Integrating factor: DE $ f(xy)ydx+g(xy)xdy=0 $

Question

Let the DE be of the following form:

$ f(xy)ydx+g(xy)xdy=0 $

If $xy(f(xy)-g(xy)) \neq 0$ show that $\mu(x,y)=\frac 1 {xy(f(xy)-g(xy))}$ is this DEs integrating factor.

EDIT: Please note its $f(xy) , g(xy)$ and not $f(x,y), g(x,y)$

EDIT#2: I set $f(xy)x=P$ and $g(xy)y=Q$

$(\mu P)_y = (\mu Q)_x$

$f\mu + y f_y\mu+ yf\mu_y = g\mu + xf_x\mu+xf\mu_x$

deviding by $\mu$

$\frac {\mu_y} \mu yf +f_y y + f = \frac {\mu_x} \mu xg + g_x\mu + g$

$\frac {\mu_y} \mu = \frac {-x(f-g)-xy(f_y-g_y)}{xy(f-g)}=\frac{-1}y - \frac{f_y - g_y}{(f-g)}$ analogue we get $\frac {\mu_x}\mu=\frac{-1}x - \frac{f_x - g_x}{(f-g)}$

Now if I carry on i get to

$x(fg_x-f_xg)=y(fg_y-f_yg)$ and I don't know what to do here actually quite stuck. And wondering if I am missing an easyer path.

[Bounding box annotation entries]
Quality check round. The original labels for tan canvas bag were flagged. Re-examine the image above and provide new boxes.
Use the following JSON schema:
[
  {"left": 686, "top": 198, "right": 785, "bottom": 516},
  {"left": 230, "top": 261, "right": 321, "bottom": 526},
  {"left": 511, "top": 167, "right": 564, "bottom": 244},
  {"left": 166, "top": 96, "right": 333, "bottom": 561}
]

- The exercise -
Update the integrating-factor post from "Now if I carry" to "an easyer path.", inclusive, and write that span out again with "carry on" changed to "continue".

- Exercise solution -
Now if I continue i get to

$x(fg_x-f_xg)=y(fg_y-f_yg)$ and I don't know what to do here actually quite stuck. And wondering if I am missing an easyer path.